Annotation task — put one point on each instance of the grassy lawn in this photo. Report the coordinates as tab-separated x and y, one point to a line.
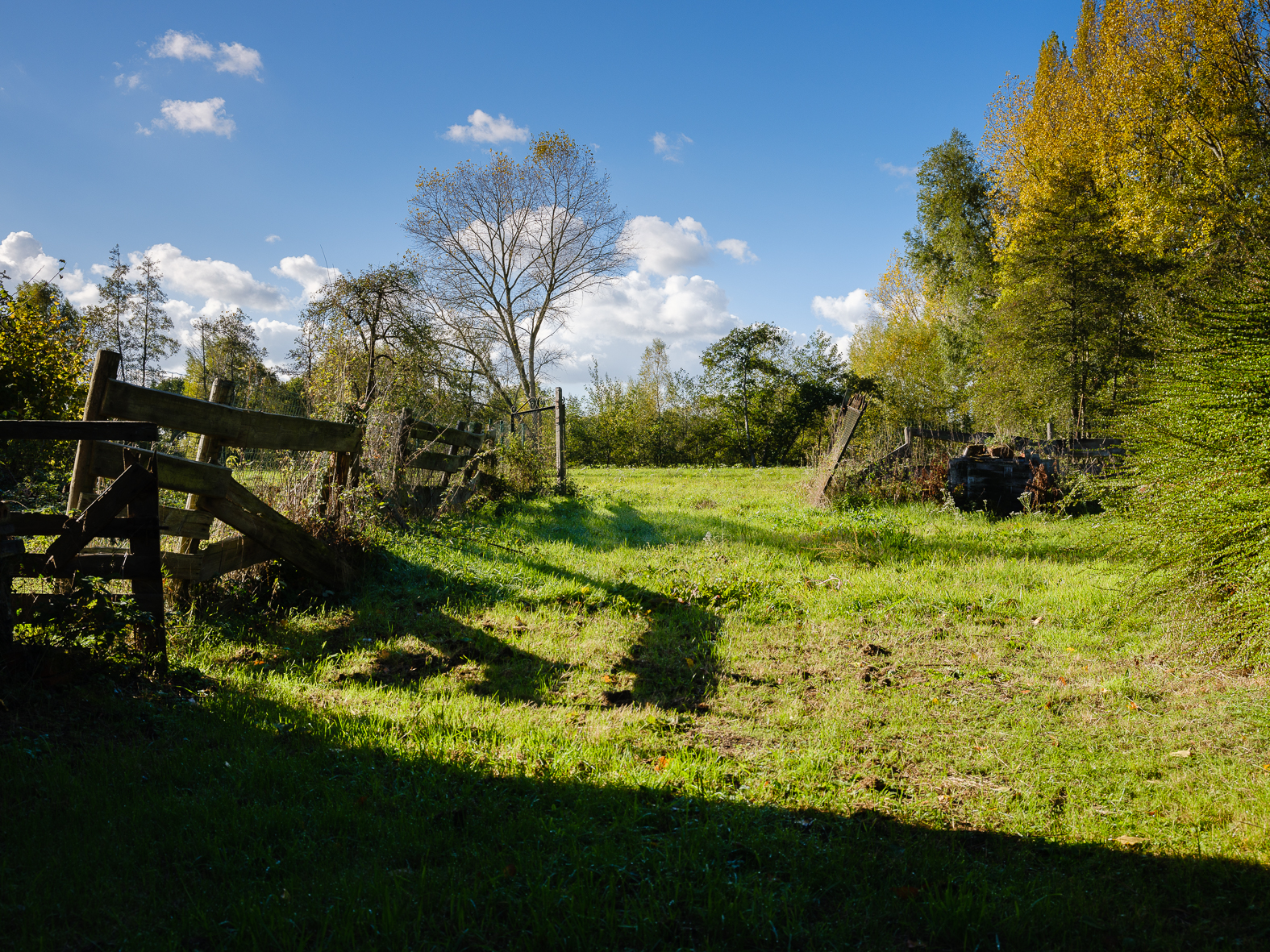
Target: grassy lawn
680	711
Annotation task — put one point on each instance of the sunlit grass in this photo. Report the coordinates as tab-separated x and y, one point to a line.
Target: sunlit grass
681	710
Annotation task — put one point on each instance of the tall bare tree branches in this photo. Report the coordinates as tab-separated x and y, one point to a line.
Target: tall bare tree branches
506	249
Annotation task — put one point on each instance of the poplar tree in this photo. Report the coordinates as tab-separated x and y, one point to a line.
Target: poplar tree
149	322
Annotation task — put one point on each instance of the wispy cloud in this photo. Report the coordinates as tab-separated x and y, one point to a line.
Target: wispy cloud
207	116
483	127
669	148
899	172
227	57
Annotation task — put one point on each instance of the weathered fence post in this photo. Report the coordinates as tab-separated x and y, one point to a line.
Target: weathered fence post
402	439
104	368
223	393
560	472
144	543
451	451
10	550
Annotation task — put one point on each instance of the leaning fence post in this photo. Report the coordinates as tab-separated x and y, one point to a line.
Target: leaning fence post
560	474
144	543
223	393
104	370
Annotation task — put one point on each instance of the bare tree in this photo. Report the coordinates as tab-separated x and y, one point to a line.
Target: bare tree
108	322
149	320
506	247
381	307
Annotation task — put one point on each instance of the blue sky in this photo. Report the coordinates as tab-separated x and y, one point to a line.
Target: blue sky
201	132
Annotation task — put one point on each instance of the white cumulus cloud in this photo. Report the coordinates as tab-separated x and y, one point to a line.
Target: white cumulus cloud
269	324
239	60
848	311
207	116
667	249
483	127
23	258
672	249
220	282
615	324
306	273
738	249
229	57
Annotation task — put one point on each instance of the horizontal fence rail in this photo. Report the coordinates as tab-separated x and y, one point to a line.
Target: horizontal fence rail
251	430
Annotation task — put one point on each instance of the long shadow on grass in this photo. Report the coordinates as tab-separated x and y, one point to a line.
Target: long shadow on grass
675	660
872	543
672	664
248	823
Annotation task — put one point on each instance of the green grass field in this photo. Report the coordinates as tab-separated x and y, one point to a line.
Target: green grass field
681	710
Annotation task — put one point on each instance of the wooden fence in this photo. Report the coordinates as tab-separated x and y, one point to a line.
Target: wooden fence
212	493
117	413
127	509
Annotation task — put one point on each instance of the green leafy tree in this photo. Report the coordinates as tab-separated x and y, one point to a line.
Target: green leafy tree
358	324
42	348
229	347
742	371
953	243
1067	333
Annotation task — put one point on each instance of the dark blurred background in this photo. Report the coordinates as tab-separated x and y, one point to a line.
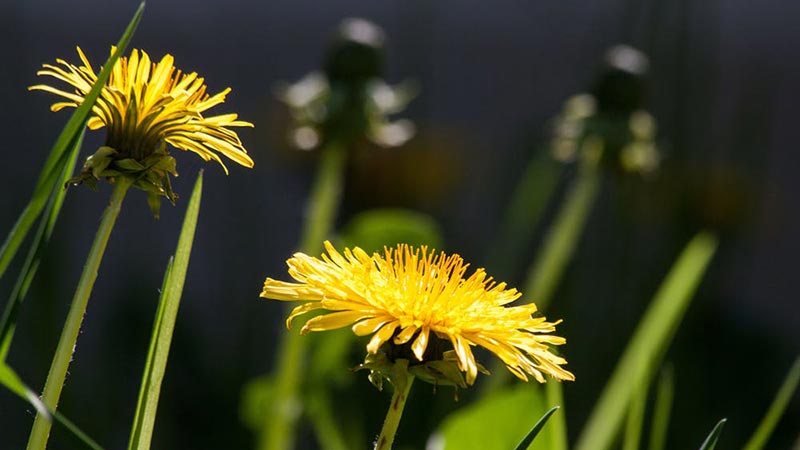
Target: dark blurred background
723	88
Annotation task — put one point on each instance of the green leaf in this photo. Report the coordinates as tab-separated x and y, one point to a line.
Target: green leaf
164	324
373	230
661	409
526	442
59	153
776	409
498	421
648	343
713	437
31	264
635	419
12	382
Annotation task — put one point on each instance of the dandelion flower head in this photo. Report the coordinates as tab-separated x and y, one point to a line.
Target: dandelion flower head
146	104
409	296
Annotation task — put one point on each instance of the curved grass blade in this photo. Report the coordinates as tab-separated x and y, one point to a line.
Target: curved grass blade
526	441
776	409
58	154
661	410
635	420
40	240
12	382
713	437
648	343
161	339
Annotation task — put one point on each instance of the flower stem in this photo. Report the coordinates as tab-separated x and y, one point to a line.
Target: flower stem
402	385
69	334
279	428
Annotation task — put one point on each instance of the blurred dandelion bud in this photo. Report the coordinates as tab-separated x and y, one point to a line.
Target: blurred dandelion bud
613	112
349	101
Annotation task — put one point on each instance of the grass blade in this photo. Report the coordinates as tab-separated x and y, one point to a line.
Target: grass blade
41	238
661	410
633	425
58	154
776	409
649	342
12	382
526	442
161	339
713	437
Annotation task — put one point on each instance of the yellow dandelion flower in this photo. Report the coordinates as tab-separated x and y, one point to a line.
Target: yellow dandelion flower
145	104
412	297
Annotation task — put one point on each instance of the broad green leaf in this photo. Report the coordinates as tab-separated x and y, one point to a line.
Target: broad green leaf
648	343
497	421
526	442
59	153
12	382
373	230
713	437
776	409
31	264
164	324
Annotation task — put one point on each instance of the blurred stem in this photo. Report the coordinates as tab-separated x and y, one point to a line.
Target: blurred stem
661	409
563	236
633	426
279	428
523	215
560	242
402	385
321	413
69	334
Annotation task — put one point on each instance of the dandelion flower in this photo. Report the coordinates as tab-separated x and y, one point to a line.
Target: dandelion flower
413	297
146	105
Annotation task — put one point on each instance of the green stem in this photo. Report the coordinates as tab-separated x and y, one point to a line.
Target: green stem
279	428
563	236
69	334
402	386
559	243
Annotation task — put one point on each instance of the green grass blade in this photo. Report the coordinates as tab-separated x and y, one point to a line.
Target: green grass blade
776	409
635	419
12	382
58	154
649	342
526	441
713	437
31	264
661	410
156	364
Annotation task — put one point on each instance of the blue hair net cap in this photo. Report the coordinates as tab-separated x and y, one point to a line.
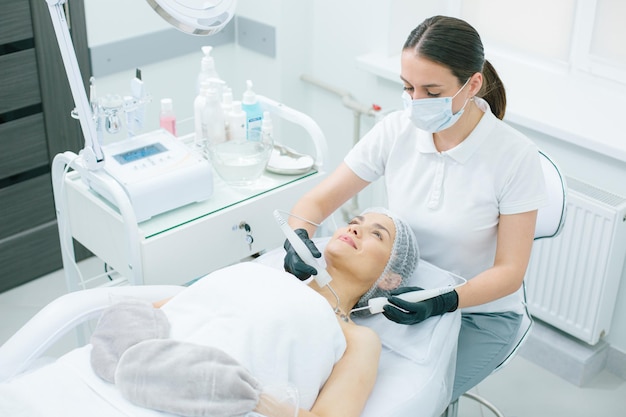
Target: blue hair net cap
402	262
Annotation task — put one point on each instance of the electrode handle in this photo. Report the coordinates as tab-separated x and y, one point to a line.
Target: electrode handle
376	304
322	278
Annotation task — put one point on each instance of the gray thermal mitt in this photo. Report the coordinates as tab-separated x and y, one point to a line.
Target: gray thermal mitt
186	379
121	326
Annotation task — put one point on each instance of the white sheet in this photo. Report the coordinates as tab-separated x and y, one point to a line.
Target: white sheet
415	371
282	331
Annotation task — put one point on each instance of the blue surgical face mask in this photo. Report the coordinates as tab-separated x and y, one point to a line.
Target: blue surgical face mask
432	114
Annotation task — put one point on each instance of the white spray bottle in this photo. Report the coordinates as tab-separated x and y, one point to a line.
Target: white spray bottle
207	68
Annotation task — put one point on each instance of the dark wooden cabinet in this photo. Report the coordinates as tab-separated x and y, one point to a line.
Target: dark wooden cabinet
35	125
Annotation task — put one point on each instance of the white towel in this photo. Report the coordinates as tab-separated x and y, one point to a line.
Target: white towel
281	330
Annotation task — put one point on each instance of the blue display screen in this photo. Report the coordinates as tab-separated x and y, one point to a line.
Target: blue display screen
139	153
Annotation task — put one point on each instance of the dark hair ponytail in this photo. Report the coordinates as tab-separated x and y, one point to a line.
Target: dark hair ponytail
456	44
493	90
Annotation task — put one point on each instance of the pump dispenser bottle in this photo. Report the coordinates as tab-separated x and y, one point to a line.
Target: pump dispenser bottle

(TASK STATEMENT)
Repeat each entry exactly. Pictures do not belong in the copy.

(TASK OUTPUT)
Annotation task — put one point on each instance of the grassy lawn in this photo. Report the coordinates as tab-separated x and y, one point to a line.
Target: grassy lawn
680	711
Annotation task — put one point on each instance of the sunlit grass in this photo. Report the coordinates as tab-separated x and y, one point to a line.
Target: sunlit grass
681	710
Annotation task — put one point on each instance of the tall bare tree branches in this photo. Report the coordinates as tab-separated x and y, one point to a line.
Target: tall bare tree branches
506	249
Annotation task — put one point on each instance of the poplar tree in this photo. Report the coordinates as tab-separated x and y, one point to a line.
Target: poplar tree
149	322
Annotation task — put one point on each instance of the wispy cloud in this photo. Report the coordinates as tab-separated x and y, one point to a line.
Target: wispy cloud
207	116
483	127
669	148
899	172
227	57
Annotation task — put one point on each instance of the weathered fence post in this photo. Report the coordinates as tab-separated x and y, one point to a line.
Target: weathered fence post
402	439
104	368
223	393
560	472
144	543
451	451
10	550
Annotation task — put one point on each instance of the leaning fence post in this photo. Report the coordinates as tab-separated x and y, one point to a line.
Target: leaning fence post
560	474
144	543
223	393
104	370
Annotation task — put one point on each instance of the bare tree in this photo. Report the coordinates as tab-separated x and y, one point to a line.
Target: bare tree
108	322
149	320
506	247
381	307
Annotation task — put one point on each instance of the blue sky in this photo. Report the coordinates as tab-separated x and y, one point to a line.
Target: blue sky
201	132
Annotation task — put one point on each instance of the white cumulus cloud in this photo. Report the coordinates as tab-separated x and y, one point to a line.
Target: white cumulus cloud
269	324
239	60
848	311
207	116
667	249
483	127
23	258
672	249
220	282
615	324
306	273
738	249
229	57
Annotation task — put one point on each instance of the horizontal fence rail in this photo. Report the coordinates as tab-separated x and y, one point to a line.
Target: horizontal fence rail
251	430
Annotation task — put one point on each instance of the long shadow on grass in this photo. Report the coordinates as tab-separated x and y, one point to a line.
Target: long shadow on grass
675	660
872	543
672	664
248	823
Annotation task — put one point on each instance of the green grass field in this photo. Report the coordinates as tab-separated x and y, one point to a line.
Target: green grass field
681	710
Annotation task — put one point on each instance of the wooden fence in this photo. Report the coordinates as tab-separated x and y, one point to a line.
Target: wooden fence
212	493
117	413
127	509
Annotation task — put one point on each instance of the green leafy tree in this photo. Report the coordinates as tab-separated x and y, one point to a line.
Target: green leafy tree
358	324
42	348
229	347
742	371
953	243
1067	333
Annotation task — put one point on each instance of the dark blurred background in this photo. Report the coordinates as tab-separated x and y, one point to a line.
Target: dark blurred background
723	88
Annotation task — put one point on each instance of the green leaf in this photo. Report the coordinates as tab-separated x and y, one point to a line.
Target: green leaf
164	324
373	230
661	409
526	442
59	153
776	409
498	421
648	343
713	437
31	264
635	419
12	382
Annotation task — put one point on each instance of the dandelion flower head in this photo. Report the coordinates as tab-separated x and y, one point to a line.
Target: dandelion flower head
146	104
409	296
Annotation task — put one point on each instance of the curved grass blade in this photo. Report the coordinates as tab-separated x and y, one point to a line.
Target: curved grass blade
526	441
776	409
58	154
661	410
635	420
40	240
12	382
713	437
648	343
161	339
Annotation task — put one point on each instance of the flower stem in this photo. Report the coordinates as tab-separated x and y, one point to a line.
Target: flower stem
402	385
69	334
279	428
Annotation task — put one point on each instance of the blurred dandelion bud in this photo. Report the coordinates as tab-separated x and y, one point to a line.
Target: blurred dandelion bud
613	112
349	101
Annotation task — put one point on each instance of the grass blade in this photo. Report the coordinates as tab-separated x and y, one point to a line.
Target: grass blade
41	238
661	410
633	425
58	154
776	409
649	342
12	382
526	442
161	339
713	437
Annotation task — put one point on each instance of the yellow dandelion flower in this photo. Report the coordinates as tab-separated x and y, one point to a line.
Target: yellow dandelion flower
145	104
412	297
Annotation task — put one point on each instance of the broad green leaf in this photo. Report the coordinates as tab-separated x and y, one point to a line.
Target: broad green leaf
648	343
497	421
526	442
59	153
12	382
373	230
713	437
776	409
31	264
164	324
Annotation task — put one point on each instance of the blurred stem in this photo. Report the coordinates as tab-separated x and y, one point to a line.
Target: blurred stem
661	409
563	236
633	426
279	428
523	215
560	242
402	385
321	413
69	334
Annotation task — put one point on each instance of the dandelion flower in this photo. Report the coordinates as tab-separated x and y, one point to a line.
Target: dandelion flower
413	297
146	105
Annotation task — put one point on each instance of the green stem in this photo. Report the coordinates as tab-separated x and y, one point to a line.
Target: green stem
279	428
563	236
69	334
402	386
559	243
Annotation task — put one point on each instance of the green grass blade in this photo. Report the coordinates as tab-separated x and y, one point to a line.
Target: green grass blade
776	409
635	419
12	382
58	154
649	342
526	441
713	437
31	264
661	410
156	364
Annotation task — put one point on each instance of the blue hair net cap in this photo. Report the coordinates as tab-separated x and y, one point to a line.
Target: blue hair net cap
402	262
Annotation task — put one point on each instance of the electrode handle in this photo. Report the coordinates as tab-separated x and y, one point to a line.
Target: electrode handle
376	304
322	278
Annotation task — put one point on each instance of the gray thermal mitt in this photo. Report the coordinates as tab-separated x and y, one point to a line.
Target: gray thermal mitt
186	379
121	326
Annotation task — put one point on each instance of the white sheet in this photo. Report the coordinates as tab-separated x and y, one point to a line.
Target: white sheet
415	371
282	331
Annotation task — put one point on each instance of the blue surgical face mask in this photo. Report the coordinates as tab-separated x and y, one point to a line.
Target: blue surgical face mask
432	114
Annotation task — put one point on each instance of the white spray bottle in this photo. Report the coordinates as tab-separated x and y, one point to a line.
Target: white spray bottle
207	68
Annotation task — put one point on each instance of the dark wooden cabinet in this photo. Report the coordinates as tab-separated x and y, one point to a line.
Target: dark wooden cabinet
35	125
Annotation task — put one point on each instance of the white towel in this photo. Report the coordinates as tab-separated x and y, one point to a line.
Target: white towel
281	330
Annotation task — put one point on each instance of the blue display screen in this photo. Report the coordinates as tab-separated x and y, one point to a line.
Target: blue display screen
139	153
Annotation task — put one point on each instance of the dark hair ponytail in this photo. Report the coordinates as tab-separated x and y, one point to a line.
Target: dark hair ponytail
456	44
493	90
Annotation task — put one point on each instance of the pump dispenser bottle in this photo. Report the coordinates as tab-separated x and y, one point to a line.
Target: pump dispenser bottle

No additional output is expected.